# Crossposting Questions



## shilohsmom (Jul 14, 2003)

As some of you may know I was working on a dog today and was asked to 'crosspost her' with the rescues....I had emailed all the rescues in her area, but what do they mean by crossposting and how is it done? I really want to help the right way but I honestly don't know what this means or how to go about doing it. 
Thank you in advance for your help. 
Rosa


----------



## Jazy's mom (Jan 5, 2004)

It just means that you forward it on to other rescues contacts and then they forward it on and so forth. Many people belong to various rescue and transport groups and they will crosspost to these groups.


----------



## shilohsmom (Jul 14, 2003)

oh, so by sending emails out to the rescues I was 'crossposting'???
I appreciate your response, I really want to help out in any way I can but I want to do it the right way. 
Rosa


----------



## Jazy's mom (Jan 5, 2004)

→ PROVIDED RECORDS
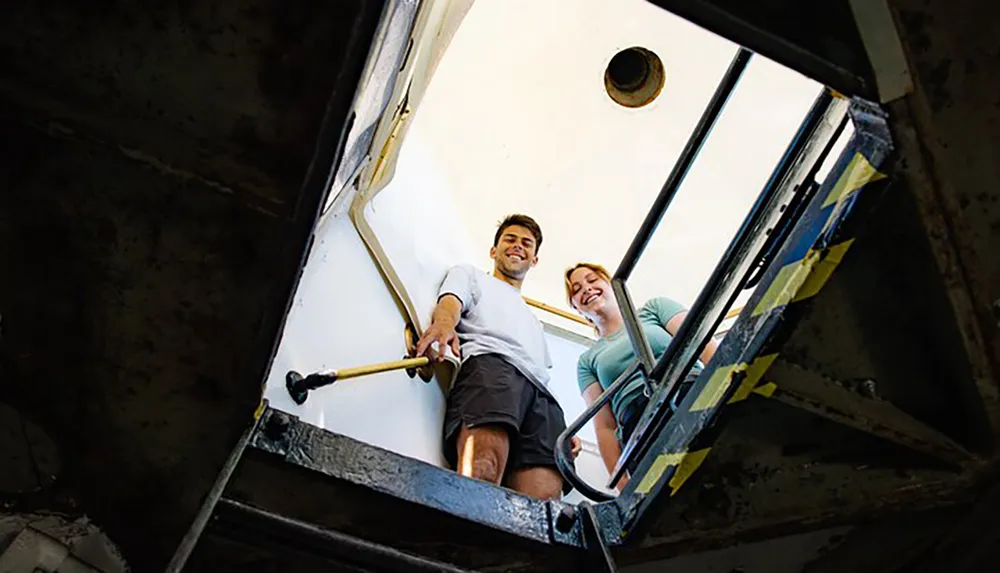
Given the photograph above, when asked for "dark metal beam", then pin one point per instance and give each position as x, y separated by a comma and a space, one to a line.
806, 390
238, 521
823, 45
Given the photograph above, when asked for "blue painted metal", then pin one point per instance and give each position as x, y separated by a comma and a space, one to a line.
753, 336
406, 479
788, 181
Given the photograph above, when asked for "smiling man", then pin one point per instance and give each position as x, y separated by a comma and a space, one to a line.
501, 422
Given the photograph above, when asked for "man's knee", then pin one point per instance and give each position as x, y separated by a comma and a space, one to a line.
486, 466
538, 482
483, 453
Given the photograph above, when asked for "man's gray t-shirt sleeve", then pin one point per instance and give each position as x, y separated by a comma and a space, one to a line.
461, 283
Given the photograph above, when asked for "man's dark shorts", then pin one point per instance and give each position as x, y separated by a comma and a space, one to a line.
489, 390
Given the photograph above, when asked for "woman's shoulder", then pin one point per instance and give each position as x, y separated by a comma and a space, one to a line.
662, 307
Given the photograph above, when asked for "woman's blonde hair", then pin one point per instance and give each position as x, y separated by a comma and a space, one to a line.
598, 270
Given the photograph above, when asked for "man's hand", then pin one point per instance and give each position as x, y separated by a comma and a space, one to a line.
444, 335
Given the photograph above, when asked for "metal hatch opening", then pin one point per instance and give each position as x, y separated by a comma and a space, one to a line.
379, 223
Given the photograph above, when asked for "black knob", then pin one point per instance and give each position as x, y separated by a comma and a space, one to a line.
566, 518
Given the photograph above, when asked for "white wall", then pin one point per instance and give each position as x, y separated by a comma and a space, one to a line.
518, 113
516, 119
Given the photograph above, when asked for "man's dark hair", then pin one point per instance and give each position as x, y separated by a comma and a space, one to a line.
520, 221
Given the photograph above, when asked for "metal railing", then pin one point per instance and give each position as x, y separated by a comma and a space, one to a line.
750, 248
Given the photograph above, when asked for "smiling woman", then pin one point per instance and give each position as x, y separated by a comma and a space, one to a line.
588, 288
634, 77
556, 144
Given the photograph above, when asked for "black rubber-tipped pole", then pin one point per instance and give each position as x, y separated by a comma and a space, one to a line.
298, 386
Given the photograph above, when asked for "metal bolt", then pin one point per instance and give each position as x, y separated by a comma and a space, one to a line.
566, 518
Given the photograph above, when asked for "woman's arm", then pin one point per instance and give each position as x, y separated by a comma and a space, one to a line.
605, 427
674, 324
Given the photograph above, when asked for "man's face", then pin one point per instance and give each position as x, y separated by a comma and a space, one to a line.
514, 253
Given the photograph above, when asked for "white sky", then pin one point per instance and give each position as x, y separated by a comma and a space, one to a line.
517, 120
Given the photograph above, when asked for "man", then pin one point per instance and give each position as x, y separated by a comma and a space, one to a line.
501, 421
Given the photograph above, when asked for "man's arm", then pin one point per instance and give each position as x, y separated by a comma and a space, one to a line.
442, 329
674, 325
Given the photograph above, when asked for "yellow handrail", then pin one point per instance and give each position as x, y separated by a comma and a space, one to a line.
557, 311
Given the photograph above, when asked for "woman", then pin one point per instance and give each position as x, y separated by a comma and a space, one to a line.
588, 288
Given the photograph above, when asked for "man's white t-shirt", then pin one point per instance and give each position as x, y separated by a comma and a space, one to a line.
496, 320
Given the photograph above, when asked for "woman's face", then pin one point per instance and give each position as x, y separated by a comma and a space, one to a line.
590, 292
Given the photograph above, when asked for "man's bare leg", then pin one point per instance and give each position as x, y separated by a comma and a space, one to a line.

→ EXERCISE TASKS
1 > After the records, copy the crossposting thread from "Thank you in" up to and including "to these groups.".
2 > Using the crossposting thread above the records, answer these:
(a) What name does shilohsmom sign at the end of her posts?
(b) Whom had shilohsmom already emailed about the dog?
(c) According to Jazy's mom, what do people who belong to various rescue and transport groups do?
3 > Write the next part of the crossposting thread, picking up where it stops.

→ PER-TASK ANSWERS
1 >
Thank you in advance for your help. 
Rosa


----------



## Jazy's mom (Jan 5, 2004)

It just means that you forward it on to other rescues contacts and then they forward it on and so forth. Many people belong to various rescue and transport groups and they will crosspost to these groups.

2 >
(a) Rosa
(b) All the rescues in the dog's area
(c) They crosspost to these groups.

3 >
Something else to keep in mind is to also follow up once the dog has been saved. I often see a dog here on the board or get an email from one of my rescue contacts about a dog in need. Then a week later I will get another email about the same dog in need usually through my local GSD club and by that time the dog has either already been put to sleep or has been taken into rescue.


----------



## shilohsmom (Jul 14, 2003)

thanks for all the help here. I guess I knew how to 'crosspost' but didn't even know it...silly me. But I do apprecaite your explainations...I don't want to do anything or misunderstand anything that might cause a dog its life.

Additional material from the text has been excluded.